- _TASK INPUTS_:
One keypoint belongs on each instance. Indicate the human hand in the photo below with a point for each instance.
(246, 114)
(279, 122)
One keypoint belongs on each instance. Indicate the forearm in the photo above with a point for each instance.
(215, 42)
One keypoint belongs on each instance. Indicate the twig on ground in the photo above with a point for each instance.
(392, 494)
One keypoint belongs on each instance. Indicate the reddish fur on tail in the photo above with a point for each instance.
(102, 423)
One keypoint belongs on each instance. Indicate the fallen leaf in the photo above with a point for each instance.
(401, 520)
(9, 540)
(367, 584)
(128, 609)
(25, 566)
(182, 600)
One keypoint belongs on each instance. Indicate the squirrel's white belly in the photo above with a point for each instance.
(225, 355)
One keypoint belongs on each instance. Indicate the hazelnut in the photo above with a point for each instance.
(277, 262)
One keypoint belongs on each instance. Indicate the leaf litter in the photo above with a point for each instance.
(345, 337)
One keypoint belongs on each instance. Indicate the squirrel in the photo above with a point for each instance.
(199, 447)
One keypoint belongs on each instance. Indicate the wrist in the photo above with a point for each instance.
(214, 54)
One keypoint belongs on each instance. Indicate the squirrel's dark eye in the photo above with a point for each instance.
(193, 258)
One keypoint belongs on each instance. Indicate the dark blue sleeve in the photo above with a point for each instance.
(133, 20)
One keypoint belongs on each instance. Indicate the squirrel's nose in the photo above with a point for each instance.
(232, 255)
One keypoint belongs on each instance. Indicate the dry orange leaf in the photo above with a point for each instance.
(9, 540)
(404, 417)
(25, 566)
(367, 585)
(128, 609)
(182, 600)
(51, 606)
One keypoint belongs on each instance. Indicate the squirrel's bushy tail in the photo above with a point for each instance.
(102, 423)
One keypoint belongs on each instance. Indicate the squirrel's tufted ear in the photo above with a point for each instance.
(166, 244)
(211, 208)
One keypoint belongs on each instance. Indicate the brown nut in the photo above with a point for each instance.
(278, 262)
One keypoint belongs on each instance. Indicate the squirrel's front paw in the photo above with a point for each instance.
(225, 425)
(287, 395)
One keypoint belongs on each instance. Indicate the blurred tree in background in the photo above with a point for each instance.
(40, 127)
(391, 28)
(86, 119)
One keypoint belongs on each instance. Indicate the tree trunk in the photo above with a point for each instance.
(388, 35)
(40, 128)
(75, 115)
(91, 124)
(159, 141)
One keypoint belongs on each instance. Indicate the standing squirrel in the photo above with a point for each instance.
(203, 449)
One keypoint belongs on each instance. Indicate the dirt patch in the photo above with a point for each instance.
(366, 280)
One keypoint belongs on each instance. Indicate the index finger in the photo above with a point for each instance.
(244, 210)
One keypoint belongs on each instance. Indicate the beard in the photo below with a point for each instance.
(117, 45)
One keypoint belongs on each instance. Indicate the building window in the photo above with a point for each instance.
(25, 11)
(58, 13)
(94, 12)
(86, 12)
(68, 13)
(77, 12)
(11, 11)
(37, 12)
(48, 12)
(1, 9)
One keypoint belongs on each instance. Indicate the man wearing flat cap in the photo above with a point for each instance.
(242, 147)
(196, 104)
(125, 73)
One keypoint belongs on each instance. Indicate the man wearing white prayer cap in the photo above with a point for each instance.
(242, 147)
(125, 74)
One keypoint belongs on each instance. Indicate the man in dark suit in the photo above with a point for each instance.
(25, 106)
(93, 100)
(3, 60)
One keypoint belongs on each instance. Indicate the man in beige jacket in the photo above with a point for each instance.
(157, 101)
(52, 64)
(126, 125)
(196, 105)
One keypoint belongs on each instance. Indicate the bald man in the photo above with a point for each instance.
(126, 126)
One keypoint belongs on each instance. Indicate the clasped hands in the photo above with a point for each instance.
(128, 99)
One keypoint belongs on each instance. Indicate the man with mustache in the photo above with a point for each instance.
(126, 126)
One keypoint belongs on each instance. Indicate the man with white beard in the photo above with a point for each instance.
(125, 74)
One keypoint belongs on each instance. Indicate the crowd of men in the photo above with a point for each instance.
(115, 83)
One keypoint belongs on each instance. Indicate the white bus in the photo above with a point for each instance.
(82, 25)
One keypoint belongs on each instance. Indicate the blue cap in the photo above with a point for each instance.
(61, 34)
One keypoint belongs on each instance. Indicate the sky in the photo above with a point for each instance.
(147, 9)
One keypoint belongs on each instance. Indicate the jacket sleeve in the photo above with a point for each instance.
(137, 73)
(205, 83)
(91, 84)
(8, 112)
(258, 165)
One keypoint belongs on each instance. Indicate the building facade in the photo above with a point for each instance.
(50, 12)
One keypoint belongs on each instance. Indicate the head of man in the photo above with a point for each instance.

- _EXERCISE DESCRIPTION_: Reproduce the records word for word.

- _THE OUTPUT_:
One keypoint belongs on each instance. Indicate the human hand in the photo below with a point for each instance.
(246, 114)
(279, 122)
One keypoint belongs on each instance. Indicate the forearm in the photo above with a point for each instance.
(215, 42)
One keypoint belongs on each instance. Indicate the twig on ground in the photo above with a point for each instance.
(392, 494)
One keypoint belongs on each instance. Indicate the reddish fur on tail in the photo above with a point for each instance.
(102, 423)
One keypoint belongs on each instance. Indicate the fallen leaf in the photo above with a point for each instance.
(401, 520)
(9, 540)
(367, 584)
(128, 609)
(25, 566)
(182, 600)
One keypoint belongs on each instance. Indicate the squirrel's white belly in the photo above with a point for each instance.
(225, 355)
One keypoint belongs on each instance. Indicate the hazelnut in the photo above with a point for each instance.
(277, 262)
One keypoint belongs on each instance. Indicate the leaf litter in the photo above with a point for each instance.
(345, 337)
One keypoint belongs on each instance. Indicate the squirrel in the photo above with a point for each instance.
(199, 447)
One keypoint belongs on each instance. Indicate the wrist in the photo above with a point for each instance.
(214, 54)
One keypoint belongs on each instance. Indicate the squirrel's dark eye in the photo above with a point for each instance.
(193, 258)
One keypoint belongs on each instance. Indicate the dark blue sleeve in the photo above with a point for each instance.
(133, 20)
One keypoint belongs on each instance. Indicate the squirrel's nose in the photo above with a point for each instance.
(232, 255)
One keypoint belongs on each instance. Indicate the dry orange leaf in the photo above with a point for each instance.
(9, 540)
(404, 417)
(25, 566)
(367, 585)
(128, 609)
(182, 600)
(51, 606)
One keypoint belongs on each instance. Indicate the squirrel's bushy tail in the photo above with a point for each instance.
(102, 423)
One keypoint belongs on each instance. Indicate the squirrel's tufted ear in the photo above with a point for each instance.
(166, 244)
(211, 208)
One keypoint belongs on each instance. Indicate the brown nut in the photo above with a point for each instance.
(278, 262)
One keypoint belongs on each instance. Indicate the squirrel's front paw in the photo above with a point for each instance.
(225, 425)
(287, 395)
One keypoint belongs on each instance. Indicate the blurred tree in background in the photo above with a point for each instance.
(40, 127)
(391, 28)
(86, 119)
One keypoint belongs on each instance. Indicate the tree trunk in the photo above with a point for each instance.
(388, 35)
(40, 128)
(75, 115)
(91, 124)
(159, 141)
One keypoint belongs on each instance. Indicate the standing squirrel in the photo above with a point for each instance.
(203, 449)
One keypoint belongs on each instance. Indicate the dirt patch in the photo above with a point for each instance.
(366, 280)
One keypoint belongs on each instance. Indicate the index finger in the photo above with a point for each instance.
(244, 210)
One keypoint belongs on each instance. Indicate the beard in the photo below with a point for each instance.
(117, 45)
One keypoint belongs on each instance. Indicate the building window in the photo above with a point for each instance.
(25, 11)
(58, 13)
(94, 12)
(86, 12)
(68, 13)
(77, 12)
(11, 11)
(37, 12)
(48, 12)
(1, 9)
One keypoint belongs on each instance. Indicate the man wearing flat cap in the photo above with a point for each instance.
(242, 147)
(196, 104)
(125, 73)
One keypoint belongs on each instance. Indicate the man wearing white prayer cap in the photo above with a point for each instance.
(242, 147)
(125, 74)
One keypoint belongs on each instance. Indicate the man in dark suit in the photo above with a point for each instance.
(25, 106)
(93, 100)
(3, 60)
One keypoint belongs on each instance. Indicate the man in beige jacket in the photo above with a point for each instance.
(157, 101)
(52, 64)
(126, 125)
(196, 105)
One keypoint belongs on each instance. Indicate the bald man in the photo above with a point for each instance.
(126, 126)
One keypoint belongs on each instance. Indicate the clasped hands in the photo above with a point for each instance.
(128, 99)
One keypoint belongs on each instance. Indicate the man with mustache in the photo above with a point for each instance.
(126, 126)
One keypoint belongs on each instance. Indicate the man with white beard in the photo above with a point for each instance.
(125, 74)
One keypoint belongs on each instance. Indicate the crowd of men in the photo above with a point for each instance.
(115, 83)
One keypoint belongs on each instance. Indicate the white bus in the photo above with a point for each instance.
(82, 25)
One keypoint belongs on each instance. Indicate the blue cap in the photo above with a point for each instance.
(61, 34)
One keypoint belongs on each instance. Indicate the sky in the photo above with a point for each instance.
(147, 9)
One keypoint belongs on each instance. Indicate the jacket sleeve in the photo above with a point for each instance.
(137, 73)
(205, 83)
(91, 84)
(8, 112)
(258, 165)
One keypoint belongs on each instance. Indicate the building facade in the photo above with a point for each instance.
(50, 12)
One keypoint belongs on each instance. Indicate the head of man in the photo above with a point for each instance.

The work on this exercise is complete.